AIM:
Skip every line before the one containing "Check that each instance of the pink shoe", then copy that line and the rest of the entries below exactly, through the last line.

[BEGIN GIVEN RECORDS]

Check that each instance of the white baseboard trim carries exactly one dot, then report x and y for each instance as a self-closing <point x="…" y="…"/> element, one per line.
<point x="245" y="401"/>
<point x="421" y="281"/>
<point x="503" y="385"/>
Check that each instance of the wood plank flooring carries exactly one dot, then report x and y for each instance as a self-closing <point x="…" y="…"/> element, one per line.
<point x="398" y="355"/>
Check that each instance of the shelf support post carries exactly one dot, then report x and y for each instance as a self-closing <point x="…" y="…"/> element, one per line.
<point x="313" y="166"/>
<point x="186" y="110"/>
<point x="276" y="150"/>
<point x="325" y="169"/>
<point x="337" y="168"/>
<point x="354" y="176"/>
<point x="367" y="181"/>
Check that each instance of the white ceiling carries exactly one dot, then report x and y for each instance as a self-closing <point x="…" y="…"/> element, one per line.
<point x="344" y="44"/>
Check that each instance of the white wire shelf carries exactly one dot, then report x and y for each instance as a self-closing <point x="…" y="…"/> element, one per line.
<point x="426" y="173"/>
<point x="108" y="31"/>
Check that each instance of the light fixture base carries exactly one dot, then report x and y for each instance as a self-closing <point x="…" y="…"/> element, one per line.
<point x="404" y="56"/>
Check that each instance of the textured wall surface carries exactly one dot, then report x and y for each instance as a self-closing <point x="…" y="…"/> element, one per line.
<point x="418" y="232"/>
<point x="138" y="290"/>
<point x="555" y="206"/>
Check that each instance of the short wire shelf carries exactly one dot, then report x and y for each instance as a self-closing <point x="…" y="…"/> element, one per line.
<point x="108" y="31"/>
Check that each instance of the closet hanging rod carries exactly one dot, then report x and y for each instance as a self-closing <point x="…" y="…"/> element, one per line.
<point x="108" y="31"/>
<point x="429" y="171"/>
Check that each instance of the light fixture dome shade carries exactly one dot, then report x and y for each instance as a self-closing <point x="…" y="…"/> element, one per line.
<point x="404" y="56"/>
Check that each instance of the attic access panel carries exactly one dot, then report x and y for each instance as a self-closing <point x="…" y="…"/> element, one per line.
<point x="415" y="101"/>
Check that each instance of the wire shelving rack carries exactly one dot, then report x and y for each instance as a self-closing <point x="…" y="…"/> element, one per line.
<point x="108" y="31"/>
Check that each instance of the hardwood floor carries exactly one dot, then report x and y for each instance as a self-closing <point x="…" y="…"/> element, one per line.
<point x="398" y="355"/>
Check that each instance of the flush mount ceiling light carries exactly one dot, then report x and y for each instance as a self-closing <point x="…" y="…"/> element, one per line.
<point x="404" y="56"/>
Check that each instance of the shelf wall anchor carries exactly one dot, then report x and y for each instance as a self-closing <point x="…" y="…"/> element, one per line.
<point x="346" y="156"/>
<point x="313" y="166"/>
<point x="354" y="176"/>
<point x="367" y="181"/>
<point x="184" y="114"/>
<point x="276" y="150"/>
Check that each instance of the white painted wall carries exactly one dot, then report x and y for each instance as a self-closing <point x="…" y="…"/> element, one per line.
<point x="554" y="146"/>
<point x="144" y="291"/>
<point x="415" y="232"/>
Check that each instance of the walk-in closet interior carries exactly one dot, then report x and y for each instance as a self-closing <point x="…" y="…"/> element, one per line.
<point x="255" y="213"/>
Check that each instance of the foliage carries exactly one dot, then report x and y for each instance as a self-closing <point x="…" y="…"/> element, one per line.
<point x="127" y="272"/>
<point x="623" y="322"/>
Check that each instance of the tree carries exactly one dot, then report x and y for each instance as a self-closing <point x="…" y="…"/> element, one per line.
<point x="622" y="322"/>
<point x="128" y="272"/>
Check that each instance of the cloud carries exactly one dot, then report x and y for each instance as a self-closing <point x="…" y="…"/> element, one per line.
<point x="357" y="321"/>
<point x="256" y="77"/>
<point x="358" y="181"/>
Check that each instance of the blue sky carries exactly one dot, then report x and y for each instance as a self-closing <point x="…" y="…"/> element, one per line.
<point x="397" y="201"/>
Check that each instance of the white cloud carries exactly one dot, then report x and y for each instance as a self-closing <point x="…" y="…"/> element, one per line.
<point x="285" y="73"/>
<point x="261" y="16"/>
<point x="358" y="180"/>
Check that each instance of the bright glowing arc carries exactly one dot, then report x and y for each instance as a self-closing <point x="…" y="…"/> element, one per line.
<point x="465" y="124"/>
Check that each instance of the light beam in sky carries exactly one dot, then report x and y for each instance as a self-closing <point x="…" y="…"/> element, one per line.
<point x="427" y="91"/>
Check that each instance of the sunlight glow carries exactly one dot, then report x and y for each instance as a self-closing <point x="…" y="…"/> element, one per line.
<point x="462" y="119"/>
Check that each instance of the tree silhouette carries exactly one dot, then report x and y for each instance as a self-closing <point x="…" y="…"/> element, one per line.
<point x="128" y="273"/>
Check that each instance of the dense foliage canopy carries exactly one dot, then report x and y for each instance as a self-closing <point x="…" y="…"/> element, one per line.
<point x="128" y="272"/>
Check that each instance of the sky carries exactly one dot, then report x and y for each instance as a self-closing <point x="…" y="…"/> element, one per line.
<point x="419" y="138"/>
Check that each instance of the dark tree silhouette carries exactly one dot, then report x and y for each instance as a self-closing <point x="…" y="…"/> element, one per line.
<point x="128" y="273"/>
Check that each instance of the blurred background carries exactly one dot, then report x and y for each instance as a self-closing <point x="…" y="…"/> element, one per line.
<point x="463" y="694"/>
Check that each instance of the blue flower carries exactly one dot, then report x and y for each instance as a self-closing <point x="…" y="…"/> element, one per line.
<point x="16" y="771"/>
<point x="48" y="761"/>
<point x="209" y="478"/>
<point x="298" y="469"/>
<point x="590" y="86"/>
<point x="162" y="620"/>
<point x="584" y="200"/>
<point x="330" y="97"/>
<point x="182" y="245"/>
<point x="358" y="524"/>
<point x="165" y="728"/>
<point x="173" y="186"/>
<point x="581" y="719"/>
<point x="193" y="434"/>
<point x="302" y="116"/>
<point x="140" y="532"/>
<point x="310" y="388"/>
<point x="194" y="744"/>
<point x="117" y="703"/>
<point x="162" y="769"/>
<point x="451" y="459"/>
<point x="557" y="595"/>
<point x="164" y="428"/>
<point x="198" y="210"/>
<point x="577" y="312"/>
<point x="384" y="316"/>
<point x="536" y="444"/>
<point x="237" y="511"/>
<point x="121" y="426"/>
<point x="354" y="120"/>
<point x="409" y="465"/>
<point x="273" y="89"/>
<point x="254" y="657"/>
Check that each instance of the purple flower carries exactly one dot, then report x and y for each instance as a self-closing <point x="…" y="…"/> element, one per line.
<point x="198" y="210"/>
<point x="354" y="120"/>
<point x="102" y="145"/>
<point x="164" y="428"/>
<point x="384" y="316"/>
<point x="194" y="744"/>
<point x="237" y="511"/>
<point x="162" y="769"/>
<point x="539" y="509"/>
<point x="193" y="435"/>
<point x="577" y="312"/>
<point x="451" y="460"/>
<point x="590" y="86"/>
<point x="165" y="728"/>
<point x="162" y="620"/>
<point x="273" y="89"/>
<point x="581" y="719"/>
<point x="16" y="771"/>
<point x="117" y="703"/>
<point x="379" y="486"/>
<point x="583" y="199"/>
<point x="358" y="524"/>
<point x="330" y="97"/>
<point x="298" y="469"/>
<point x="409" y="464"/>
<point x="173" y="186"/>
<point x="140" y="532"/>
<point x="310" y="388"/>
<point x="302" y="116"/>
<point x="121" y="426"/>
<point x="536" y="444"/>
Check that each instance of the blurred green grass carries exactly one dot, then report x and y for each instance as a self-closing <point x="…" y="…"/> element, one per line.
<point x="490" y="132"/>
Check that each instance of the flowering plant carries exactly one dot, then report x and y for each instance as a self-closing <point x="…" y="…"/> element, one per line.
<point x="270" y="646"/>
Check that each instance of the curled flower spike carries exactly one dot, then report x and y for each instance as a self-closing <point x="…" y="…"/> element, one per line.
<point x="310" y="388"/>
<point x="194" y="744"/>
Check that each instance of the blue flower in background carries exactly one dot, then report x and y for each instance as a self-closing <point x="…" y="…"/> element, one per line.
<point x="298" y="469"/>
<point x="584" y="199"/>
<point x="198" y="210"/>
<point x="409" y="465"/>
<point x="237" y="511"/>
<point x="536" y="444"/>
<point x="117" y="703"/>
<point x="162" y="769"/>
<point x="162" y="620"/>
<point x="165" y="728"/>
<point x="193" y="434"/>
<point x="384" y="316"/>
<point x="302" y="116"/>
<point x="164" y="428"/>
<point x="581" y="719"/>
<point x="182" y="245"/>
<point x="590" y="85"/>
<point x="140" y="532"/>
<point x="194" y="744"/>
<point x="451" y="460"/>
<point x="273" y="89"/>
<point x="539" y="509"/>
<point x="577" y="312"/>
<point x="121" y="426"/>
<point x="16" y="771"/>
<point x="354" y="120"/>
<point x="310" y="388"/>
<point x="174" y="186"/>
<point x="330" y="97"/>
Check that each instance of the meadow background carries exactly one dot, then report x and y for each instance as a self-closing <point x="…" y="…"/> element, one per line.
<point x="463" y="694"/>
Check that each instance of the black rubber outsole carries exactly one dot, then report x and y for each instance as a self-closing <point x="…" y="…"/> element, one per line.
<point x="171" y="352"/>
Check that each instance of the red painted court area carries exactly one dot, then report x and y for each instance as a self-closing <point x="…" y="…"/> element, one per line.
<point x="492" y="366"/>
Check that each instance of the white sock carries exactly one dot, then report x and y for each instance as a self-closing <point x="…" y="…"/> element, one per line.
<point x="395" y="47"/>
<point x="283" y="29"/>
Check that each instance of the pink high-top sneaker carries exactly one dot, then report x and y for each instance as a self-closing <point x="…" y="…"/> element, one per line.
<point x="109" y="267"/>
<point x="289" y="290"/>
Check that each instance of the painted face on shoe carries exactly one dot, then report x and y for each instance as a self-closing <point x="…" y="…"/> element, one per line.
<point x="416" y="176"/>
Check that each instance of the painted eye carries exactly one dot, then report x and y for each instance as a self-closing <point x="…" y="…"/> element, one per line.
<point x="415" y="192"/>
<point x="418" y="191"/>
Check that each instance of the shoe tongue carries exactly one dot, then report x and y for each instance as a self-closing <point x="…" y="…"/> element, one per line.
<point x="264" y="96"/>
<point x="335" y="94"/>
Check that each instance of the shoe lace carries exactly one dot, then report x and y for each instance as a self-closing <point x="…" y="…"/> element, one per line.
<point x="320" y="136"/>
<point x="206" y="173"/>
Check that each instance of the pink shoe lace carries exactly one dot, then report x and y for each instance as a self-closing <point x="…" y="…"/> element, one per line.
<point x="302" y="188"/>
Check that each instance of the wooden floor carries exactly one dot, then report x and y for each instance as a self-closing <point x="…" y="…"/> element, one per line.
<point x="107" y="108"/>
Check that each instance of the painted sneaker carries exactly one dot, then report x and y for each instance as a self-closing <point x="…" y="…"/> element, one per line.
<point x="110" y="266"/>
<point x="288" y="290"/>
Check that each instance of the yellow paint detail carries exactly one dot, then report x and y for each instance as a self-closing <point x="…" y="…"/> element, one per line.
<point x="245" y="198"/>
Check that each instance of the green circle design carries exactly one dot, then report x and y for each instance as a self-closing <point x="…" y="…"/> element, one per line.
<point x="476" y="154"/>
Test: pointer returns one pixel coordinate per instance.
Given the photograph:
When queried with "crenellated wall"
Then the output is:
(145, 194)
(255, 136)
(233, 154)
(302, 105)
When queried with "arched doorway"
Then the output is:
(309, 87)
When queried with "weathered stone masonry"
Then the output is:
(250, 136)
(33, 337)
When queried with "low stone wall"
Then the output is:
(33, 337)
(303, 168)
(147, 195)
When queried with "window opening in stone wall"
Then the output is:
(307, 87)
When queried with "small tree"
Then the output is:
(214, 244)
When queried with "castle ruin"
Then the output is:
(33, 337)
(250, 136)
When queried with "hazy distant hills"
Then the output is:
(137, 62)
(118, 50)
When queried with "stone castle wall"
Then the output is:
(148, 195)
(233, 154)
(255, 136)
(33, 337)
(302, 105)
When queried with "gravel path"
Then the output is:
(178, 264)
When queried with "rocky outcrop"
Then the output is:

[END GIVEN RECORDS]

OUTPUT FOR THIS TASK:
Check that each instance of the pink shoe lace carries exactly one dot, then report x and y for each instance as a self-closing <point x="…" y="…"/> element, one per line.
<point x="302" y="188"/>
Check that each instance of the wooden floor carries exactly one dot, then report x and y for each instance as a self-closing <point x="…" y="…"/> element, one per line.
<point x="107" y="108"/>
Check that each instance of the painted sneaker carries exactly one dot, then report x and y for each instance as a self-closing <point x="…" y="…"/> element, one per line.
<point x="110" y="266"/>
<point x="288" y="290"/>
Check that each instance of the yellow paint detail carries exactly one dot, then report x and y for each instance as a self-closing <point x="…" y="…"/> element, one per line.
<point x="245" y="198"/>
Check that each instance of the green circle design carries exactly one dot, then report x and y for each instance as a self-closing <point x="…" y="…"/> element, one per line.
<point x="476" y="154"/>
Test: pointer returns one pixel coordinate per instance.
Given the photograph:
When queried with "crenellated wall"
Then the output is:
(145, 194)
(255, 136)
(233, 154)
(302, 105)
When queried with "arched doorway"
Then the output is:
(309, 87)
When queried with "weathered stone masonry"
Then the output is:
(250, 136)
(33, 337)
When queried with "low stone wall"
Then the output is:
(33, 337)
(303, 168)
(147, 195)
When queried with "window opening in stone wall"
Then the output is:
(307, 87)
When queried with "small tree"
Then the output is:
(214, 244)
When queried with "castle ruin"
Then the output is:
(33, 337)
(250, 136)
When queried with "hazy distant hills"
Then the output is:
(137, 62)
(118, 50)
When queried with "stone castle wall"
Then the output is:
(148, 195)
(233, 154)
(255, 136)
(33, 337)
(302, 105)
When queried with "gravel path"
Then the output is:
(178, 264)
When queried with "rocky outcrop"
Then the output is:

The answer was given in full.